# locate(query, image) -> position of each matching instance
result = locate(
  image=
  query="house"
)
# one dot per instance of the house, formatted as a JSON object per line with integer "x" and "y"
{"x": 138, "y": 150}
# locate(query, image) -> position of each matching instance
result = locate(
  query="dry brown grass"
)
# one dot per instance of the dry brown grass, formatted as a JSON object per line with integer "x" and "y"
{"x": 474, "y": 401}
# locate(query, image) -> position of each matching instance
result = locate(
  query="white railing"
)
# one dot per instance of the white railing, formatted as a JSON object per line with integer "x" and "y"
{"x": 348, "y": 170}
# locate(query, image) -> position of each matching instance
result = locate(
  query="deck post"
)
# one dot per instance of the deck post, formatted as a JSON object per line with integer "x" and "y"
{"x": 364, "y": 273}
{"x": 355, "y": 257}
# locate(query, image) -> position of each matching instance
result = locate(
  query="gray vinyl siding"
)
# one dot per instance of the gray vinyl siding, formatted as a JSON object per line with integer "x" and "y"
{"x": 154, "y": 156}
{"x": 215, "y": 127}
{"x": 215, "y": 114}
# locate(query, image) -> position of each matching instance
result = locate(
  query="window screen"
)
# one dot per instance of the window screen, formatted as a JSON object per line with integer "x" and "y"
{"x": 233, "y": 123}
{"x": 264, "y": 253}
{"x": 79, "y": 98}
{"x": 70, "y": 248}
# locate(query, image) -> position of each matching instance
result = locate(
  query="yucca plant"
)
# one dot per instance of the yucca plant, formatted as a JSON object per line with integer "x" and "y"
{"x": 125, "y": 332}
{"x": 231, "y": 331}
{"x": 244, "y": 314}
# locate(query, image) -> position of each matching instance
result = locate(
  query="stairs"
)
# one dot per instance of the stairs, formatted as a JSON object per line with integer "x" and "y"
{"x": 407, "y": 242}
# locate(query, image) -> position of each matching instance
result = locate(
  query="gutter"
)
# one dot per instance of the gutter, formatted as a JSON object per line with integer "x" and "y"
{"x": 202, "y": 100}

□ □ □ □ □ □ □

# GOAL OF THE EXERCISE
Transcribe the records above exactly as they appear.

# ANSWER FOR THIS EXERCISE
# locate(query, image) -> position of each matching instance
result = locate(
  image=
  query="house"
)
# one dot per instance of the house, formatted as a JSON object per line with integer "x" and "y"
{"x": 138, "y": 150}
# locate(query, image) -> position of each matching instance
result = locate(
  query="dry brown grass"
)
# one dot per instance of the dry brown grass, formatted as a JSON object per line with integer "x" and "y"
{"x": 474, "y": 401}
# locate(query, image) -> position of each matching instance
result = locate(
  query="white railing"
)
# one dot per instance of the white railing, formatted as a JSON object per line with integer "x" and "y"
{"x": 348, "y": 170}
# locate(query, image) -> position of each matching instance
result = locate(
  query="deck post"
)
# one dot per instance of the deck post, formatted as a JSON object per line with integer "x" and "y"
{"x": 364, "y": 273}
{"x": 355, "y": 257}
# locate(query, image) -> position of each matching instance
result = locate(
  query="gray vinyl siding"
)
# one dot per instance of the gray vinyl siding, formatted as a JSON object per line with integer "x" and "y"
{"x": 154, "y": 156}
{"x": 215, "y": 127}
{"x": 215, "y": 114}
# locate(query, image) -> position of each matching instance
result = locate(
  query="window screen"
)
# one dot per instance of the window screen, formatted as a JSON object per line with integer "x" and "y"
{"x": 233, "y": 123}
{"x": 264, "y": 253}
{"x": 79, "y": 98}
{"x": 70, "y": 248}
# locate(query, image) -> position of each matching instance
result = locate(
  query="yucca plant"
)
# one dot per instance of the yucca plant, formatted as a JSON object per line with integer "x" and "y"
{"x": 125, "y": 332}
{"x": 231, "y": 331}
{"x": 244, "y": 314}
# locate(query, image) -> position of each matching instance
result = locate(
  query="stairs"
)
# one dot per instance of the stairs, formatted as a JSON object per line with integer "x" and "y"
{"x": 407, "y": 242}
# locate(query, image) -> position of each matching instance
result = locate(
  query="gutter"
)
# one dot per instance of the gutter, formatted as a JSON object per line with integer "x" and "y"
{"x": 202, "y": 100}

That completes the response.